● **Work required**
Output all entries exactly; images excluded.

● **Available data**
# # # # # # #
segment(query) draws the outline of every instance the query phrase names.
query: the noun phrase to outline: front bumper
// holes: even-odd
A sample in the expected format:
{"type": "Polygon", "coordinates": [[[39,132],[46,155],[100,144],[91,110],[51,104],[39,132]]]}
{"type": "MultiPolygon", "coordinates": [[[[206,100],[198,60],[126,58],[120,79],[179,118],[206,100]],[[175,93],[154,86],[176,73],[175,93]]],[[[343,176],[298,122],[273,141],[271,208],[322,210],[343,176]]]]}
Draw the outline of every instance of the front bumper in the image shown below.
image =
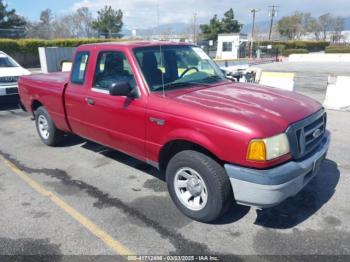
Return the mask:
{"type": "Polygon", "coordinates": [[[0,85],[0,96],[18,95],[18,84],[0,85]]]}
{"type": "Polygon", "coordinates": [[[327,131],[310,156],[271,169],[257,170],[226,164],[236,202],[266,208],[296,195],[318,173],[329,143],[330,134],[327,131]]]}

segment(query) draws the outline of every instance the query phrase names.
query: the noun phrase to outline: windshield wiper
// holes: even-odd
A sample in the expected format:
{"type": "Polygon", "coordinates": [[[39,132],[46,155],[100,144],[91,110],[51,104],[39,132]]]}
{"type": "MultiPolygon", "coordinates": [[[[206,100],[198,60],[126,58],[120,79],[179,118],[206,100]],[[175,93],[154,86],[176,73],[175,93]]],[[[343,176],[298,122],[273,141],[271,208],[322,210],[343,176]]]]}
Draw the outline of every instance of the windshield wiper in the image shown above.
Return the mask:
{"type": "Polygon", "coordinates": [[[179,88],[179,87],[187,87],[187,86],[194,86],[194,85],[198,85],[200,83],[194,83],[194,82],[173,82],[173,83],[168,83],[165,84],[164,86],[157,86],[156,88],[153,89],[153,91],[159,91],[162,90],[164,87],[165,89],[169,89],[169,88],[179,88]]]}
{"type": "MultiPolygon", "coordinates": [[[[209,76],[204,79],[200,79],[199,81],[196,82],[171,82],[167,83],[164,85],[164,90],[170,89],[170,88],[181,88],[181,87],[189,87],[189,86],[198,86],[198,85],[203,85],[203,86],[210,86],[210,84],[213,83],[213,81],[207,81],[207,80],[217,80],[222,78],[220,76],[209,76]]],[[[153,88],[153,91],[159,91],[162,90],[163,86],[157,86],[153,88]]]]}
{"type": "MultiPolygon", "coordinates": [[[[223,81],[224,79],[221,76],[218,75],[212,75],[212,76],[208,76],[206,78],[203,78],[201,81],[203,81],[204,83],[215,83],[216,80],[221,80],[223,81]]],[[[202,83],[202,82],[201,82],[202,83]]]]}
# # # # # # #
● **Task result**
segment(query) draws the outline of every instance the query phrase names.
query: the noun phrase to outline: front bumper
// holes: even-odd
A sample in the expected format:
{"type": "Polygon", "coordinates": [[[39,132],[46,155],[100,144],[91,110],[51,104],[39,132]]]}
{"type": "MultiPolygon", "coordinates": [[[[206,100],[198,60],[126,58],[120,79],[179,118],[206,100]],[[175,93],[154,86],[176,73],[175,93]]],[[[343,176],[298,122],[273,141],[271,208],[322,210],[343,176]]]]}
Draw the outline of every instance of the front bumper in the image shown below.
image =
Return the mask:
{"type": "Polygon", "coordinates": [[[0,85],[0,96],[18,95],[18,84],[0,85]]]}
{"type": "Polygon", "coordinates": [[[327,131],[310,156],[271,169],[257,170],[226,164],[236,202],[266,208],[296,195],[318,173],[329,143],[330,134],[327,131]]]}

segment(query) draws the outline of every instance the query phrase names.
query: the noun phrase to outline: windshield wiper
// holes: even-odd
A sample in the expected format:
{"type": "Polygon", "coordinates": [[[39,132],[46,155],[100,144],[91,110],[51,104],[39,132]]]}
{"type": "MultiPolygon", "coordinates": [[[[206,100],[198,60],[126,58],[120,79],[179,118],[206,100]],[[175,93],[154,86],[176,73],[175,93]]],[[[343,176],[298,122],[273,141],[271,208],[322,210],[343,176]]]]}
Draw the outline of every instance of the windshield wiper in the image shown above.
Return the mask:
{"type": "Polygon", "coordinates": [[[179,88],[179,87],[187,87],[187,86],[194,86],[194,85],[198,85],[200,83],[194,83],[194,82],[173,82],[173,83],[168,83],[165,84],[164,86],[157,86],[156,88],[153,89],[153,91],[159,91],[162,90],[164,87],[165,89],[169,89],[169,88],[179,88]]]}
{"type": "MultiPolygon", "coordinates": [[[[209,76],[204,79],[200,79],[199,81],[196,82],[171,82],[167,83],[164,85],[164,90],[170,89],[170,88],[181,88],[181,87],[189,87],[189,86],[198,86],[198,85],[203,85],[203,86],[210,86],[210,84],[213,83],[213,81],[207,81],[207,80],[217,80],[222,78],[220,76],[209,76]]],[[[153,88],[153,91],[159,91],[162,90],[163,86],[157,86],[153,88]]]]}
{"type": "MultiPolygon", "coordinates": [[[[223,81],[224,79],[221,76],[218,75],[212,75],[212,76],[208,76],[206,78],[203,78],[201,81],[203,81],[204,83],[215,83],[216,80],[221,80],[223,81]]],[[[202,83],[202,82],[201,82],[202,83]]]]}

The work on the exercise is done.